*** Opening PROVIDED INFORMATION ***

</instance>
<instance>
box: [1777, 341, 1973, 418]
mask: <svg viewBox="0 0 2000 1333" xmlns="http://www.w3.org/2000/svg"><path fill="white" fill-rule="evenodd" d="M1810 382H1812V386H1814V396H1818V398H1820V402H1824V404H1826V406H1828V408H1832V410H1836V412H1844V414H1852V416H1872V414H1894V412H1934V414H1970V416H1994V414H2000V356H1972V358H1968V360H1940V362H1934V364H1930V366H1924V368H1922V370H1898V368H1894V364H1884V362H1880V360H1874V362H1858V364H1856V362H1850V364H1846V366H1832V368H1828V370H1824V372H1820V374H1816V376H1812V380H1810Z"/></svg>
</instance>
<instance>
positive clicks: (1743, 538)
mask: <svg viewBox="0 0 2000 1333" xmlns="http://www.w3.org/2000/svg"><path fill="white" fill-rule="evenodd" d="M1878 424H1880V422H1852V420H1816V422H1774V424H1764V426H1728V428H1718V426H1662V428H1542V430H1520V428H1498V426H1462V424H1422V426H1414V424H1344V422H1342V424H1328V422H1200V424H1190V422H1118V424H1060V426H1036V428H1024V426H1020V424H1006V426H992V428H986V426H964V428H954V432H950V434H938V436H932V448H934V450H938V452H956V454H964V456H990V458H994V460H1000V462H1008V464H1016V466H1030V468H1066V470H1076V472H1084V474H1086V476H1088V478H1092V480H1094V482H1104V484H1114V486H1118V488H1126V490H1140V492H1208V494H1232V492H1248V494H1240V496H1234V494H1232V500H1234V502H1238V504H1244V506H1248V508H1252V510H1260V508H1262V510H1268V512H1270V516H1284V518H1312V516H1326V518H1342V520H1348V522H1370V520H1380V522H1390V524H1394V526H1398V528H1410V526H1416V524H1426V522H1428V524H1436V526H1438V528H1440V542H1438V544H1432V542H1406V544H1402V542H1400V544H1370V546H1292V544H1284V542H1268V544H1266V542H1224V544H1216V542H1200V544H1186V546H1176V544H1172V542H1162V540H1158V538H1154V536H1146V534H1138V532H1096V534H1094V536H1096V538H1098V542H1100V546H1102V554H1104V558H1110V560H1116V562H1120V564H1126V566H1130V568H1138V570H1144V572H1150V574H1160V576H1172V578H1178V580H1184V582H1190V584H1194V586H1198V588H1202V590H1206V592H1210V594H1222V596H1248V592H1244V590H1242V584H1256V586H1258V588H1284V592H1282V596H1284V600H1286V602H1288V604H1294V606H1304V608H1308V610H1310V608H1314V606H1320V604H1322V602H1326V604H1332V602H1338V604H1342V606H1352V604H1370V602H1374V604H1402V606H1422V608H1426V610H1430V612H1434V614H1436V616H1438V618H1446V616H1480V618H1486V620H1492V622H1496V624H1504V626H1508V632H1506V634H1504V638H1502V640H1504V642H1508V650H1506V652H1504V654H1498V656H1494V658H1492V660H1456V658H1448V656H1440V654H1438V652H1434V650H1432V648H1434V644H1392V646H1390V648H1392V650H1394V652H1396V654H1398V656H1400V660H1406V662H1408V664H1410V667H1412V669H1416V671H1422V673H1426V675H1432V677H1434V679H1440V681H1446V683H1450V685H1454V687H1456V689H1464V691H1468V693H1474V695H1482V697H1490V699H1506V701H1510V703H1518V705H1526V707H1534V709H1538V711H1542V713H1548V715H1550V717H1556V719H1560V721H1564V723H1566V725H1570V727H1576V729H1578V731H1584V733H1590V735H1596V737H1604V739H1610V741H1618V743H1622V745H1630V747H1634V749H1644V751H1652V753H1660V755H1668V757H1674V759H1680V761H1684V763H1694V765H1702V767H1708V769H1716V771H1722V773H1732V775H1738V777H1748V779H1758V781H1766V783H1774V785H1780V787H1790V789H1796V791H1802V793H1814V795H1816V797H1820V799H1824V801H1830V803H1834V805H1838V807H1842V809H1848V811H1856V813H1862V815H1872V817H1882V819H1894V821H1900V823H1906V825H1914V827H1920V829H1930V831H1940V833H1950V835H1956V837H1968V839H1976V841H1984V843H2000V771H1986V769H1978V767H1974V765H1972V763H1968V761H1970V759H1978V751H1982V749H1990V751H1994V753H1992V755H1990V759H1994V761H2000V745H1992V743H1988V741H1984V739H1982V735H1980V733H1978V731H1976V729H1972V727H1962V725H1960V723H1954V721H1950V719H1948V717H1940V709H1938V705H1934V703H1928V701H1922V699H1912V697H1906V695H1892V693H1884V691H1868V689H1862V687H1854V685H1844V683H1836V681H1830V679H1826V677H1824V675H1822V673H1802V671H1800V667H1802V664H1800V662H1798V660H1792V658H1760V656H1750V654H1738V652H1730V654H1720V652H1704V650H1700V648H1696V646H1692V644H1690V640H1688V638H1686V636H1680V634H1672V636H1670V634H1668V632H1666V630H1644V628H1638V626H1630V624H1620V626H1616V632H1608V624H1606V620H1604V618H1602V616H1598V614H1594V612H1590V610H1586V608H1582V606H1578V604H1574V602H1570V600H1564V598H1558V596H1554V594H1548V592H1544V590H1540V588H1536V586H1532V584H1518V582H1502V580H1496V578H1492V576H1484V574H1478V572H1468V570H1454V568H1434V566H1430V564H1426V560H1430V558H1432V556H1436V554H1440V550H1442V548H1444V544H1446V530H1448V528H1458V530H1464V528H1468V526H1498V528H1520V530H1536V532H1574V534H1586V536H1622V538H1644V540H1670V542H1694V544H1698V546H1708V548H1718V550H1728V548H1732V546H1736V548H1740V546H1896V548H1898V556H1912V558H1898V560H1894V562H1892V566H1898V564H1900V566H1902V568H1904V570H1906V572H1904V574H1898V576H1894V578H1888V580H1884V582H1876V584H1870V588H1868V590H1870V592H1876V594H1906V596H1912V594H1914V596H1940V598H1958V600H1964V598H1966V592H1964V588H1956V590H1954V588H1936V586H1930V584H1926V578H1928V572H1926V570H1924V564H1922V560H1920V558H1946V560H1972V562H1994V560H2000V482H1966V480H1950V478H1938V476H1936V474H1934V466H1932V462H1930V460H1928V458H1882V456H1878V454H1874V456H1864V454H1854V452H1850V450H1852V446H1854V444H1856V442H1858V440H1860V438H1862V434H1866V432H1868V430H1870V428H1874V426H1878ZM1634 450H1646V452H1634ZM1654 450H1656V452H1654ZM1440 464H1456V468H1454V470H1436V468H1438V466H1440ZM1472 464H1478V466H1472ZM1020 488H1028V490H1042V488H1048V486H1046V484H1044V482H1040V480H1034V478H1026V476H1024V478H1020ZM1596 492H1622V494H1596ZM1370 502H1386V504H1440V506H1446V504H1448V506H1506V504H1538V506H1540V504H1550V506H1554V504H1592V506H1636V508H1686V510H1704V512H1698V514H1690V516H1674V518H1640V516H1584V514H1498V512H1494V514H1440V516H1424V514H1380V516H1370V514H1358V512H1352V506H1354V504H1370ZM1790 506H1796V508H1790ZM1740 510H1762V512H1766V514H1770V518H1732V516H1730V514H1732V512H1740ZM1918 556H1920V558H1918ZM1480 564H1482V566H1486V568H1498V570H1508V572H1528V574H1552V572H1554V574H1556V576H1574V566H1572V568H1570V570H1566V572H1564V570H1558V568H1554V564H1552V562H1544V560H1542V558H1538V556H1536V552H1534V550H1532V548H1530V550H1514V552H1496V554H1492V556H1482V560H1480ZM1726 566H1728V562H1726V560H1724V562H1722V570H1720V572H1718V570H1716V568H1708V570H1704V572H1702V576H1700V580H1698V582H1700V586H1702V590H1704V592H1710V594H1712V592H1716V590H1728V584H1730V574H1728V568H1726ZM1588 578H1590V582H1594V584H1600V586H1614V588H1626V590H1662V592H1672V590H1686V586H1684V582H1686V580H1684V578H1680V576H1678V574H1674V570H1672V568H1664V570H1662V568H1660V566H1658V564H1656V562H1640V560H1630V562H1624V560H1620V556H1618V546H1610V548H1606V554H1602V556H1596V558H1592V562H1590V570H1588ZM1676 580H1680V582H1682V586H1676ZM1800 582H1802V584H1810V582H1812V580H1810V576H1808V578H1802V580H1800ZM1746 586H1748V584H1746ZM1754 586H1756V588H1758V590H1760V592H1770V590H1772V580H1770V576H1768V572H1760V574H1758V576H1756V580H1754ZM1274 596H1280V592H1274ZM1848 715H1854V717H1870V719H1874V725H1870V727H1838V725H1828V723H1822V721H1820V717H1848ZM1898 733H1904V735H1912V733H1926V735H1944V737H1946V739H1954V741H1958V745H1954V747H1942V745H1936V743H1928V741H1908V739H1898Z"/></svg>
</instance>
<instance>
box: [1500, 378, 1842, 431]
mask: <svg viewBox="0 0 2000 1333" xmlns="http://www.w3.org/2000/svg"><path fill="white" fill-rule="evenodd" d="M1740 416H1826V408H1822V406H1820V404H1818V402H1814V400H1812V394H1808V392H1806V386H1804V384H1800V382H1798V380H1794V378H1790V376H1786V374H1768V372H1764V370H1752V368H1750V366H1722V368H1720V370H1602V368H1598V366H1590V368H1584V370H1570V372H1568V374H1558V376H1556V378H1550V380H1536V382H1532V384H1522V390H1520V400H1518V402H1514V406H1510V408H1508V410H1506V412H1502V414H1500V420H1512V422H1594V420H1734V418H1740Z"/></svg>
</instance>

*** Closing PROVIDED INFORMATION ***

*ABOUT THIS EXERCISE*: Rewrite the lines from the start of the items through the line containing "positive clicks: (1743, 538)", inclusive, with "positive clicks" changed to "foreground clicks" and nothing else altered.

*RESPONSE TO THE EXERCISE*:
</instance>
<instance>
box: [1777, 341, 1973, 418]
mask: <svg viewBox="0 0 2000 1333" xmlns="http://www.w3.org/2000/svg"><path fill="white" fill-rule="evenodd" d="M1810 382H1812V386H1814V396H1818V398H1820V402H1824V404H1826V406H1828V408H1832V410H1836V412H1844V414H1852V416H1872V414H1894V412H1934V414H1970V416H1994V414H2000V356H1972V358H1968V360H1940V362H1934V364H1930V366H1924V368H1922V370H1898V368H1894V364H1884V362H1880V360H1874V362H1858V364H1856V362H1850V364H1846V366H1832V368H1828V370H1824V372H1820V374H1816V376H1812V380H1810Z"/></svg>
</instance>
<instance>
foreground clicks: (1743, 538)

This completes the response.